── Task data

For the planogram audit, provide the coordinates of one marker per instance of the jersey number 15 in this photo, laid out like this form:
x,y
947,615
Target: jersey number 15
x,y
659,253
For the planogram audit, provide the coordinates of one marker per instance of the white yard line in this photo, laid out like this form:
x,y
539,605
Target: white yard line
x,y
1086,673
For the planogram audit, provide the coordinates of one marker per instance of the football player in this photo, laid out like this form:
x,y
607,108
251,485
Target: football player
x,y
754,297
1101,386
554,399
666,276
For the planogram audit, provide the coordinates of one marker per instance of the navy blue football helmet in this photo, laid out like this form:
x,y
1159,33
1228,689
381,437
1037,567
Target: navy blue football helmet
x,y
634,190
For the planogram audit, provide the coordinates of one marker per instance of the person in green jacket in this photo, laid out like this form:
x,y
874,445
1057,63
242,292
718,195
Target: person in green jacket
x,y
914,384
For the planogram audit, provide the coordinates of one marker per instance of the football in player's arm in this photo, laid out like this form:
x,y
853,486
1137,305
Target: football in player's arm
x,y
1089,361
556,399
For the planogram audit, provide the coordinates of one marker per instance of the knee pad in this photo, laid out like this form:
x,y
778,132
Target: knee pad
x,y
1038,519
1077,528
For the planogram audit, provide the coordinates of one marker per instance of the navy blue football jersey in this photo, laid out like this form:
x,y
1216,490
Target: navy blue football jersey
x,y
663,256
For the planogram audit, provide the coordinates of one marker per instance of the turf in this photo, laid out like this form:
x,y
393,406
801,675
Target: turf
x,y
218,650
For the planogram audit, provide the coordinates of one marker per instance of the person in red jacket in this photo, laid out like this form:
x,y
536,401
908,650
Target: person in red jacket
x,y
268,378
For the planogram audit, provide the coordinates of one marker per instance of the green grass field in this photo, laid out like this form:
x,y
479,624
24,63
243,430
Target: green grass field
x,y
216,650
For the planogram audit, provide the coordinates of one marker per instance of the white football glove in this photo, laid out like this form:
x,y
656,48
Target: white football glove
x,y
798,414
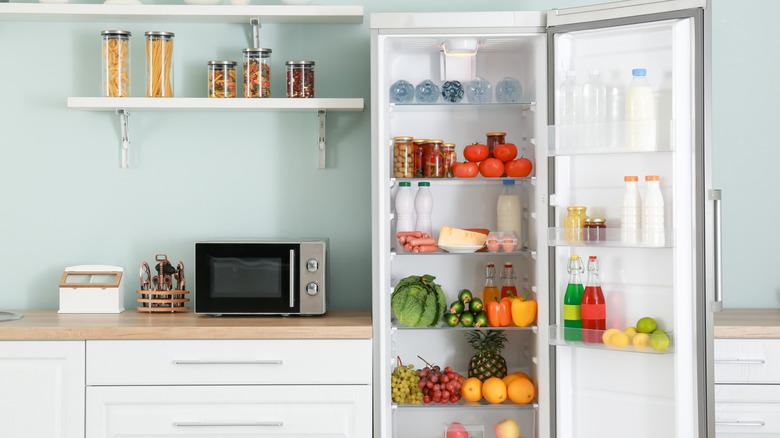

────

(Aim) Could you update the listing above so that every "planogram audit" becomes "shelf label review", with everything else unchanged and the pictures left out?

(Written reply)
For the shelf label review, provide the coordinates of one marker per instance of the jersey number 15 in this photo, laid out like this form:
x,y
947,615
Target: jersey number 15
x,y
659,253
For the shelf label review, provide the coordinates of one marker per instance of the white yard line in this photo, laid out like this form:
x,y
539,605
Target: white yard line
x,y
1086,673
For the shelf label review, provide the coordinates of one marker per instance of the football player in this photo, laid out like this form:
x,y
607,108
251,485
Target: football player
x,y
754,297
1101,386
554,399
666,276
For the shelf label review, provide the coordinates of one marker per instance of the navy blue football helmet in this photo, laid out like this form:
x,y
1159,33
1228,689
381,437
1037,567
Target: navy blue football helmet
x,y
634,190
For the shelf label review, provide the coordinates of one marker per instance of the person in green jacket in this photo, laid out like this form:
x,y
874,445
1057,63
242,292
718,195
Target: person in green jacket
x,y
914,384
For the shelf label review, provide the coordinates of one marker per instance of the football in player's arm in this photo, laid out like this form:
x,y
853,486
1137,305
Target: football in player's arm
x,y
1089,361
556,399
For the shelf label review, provide the coordinates of one marker per instance of the knee pad in this photo, laid out like this form:
x,y
778,132
Target: knee pad
x,y
1038,519
1077,528
For the shelf label review, provide the coordinates of one marker per instance of the navy blue football jersey in this photo, laid out like this form:
x,y
1216,490
Target: navy blue football jersey
x,y
663,256
For the shelf label review, provide the coordinates of one marker per instance of the turf in this photo, laid out like this form:
x,y
393,406
801,675
Target: turf
x,y
218,650
For the shelf label review, provide the coordinates of one marker per instance of the person in red jacket in this photo, laid out like this form:
x,y
536,401
908,650
Target: person in red jacket
x,y
268,378
For the shelf label review, provide the coordinates of one marker per instance of the green grass field in this photo, laid out like this form:
x,y
479,624
24,63
243,430
Target: green grass field
x,y
216,650
For the shelf label review, provide the coordinates of one marker per instance of the white football glove in this photo, laid out like this form:
x,y
656,48
Target: white football glove
x,y
798,414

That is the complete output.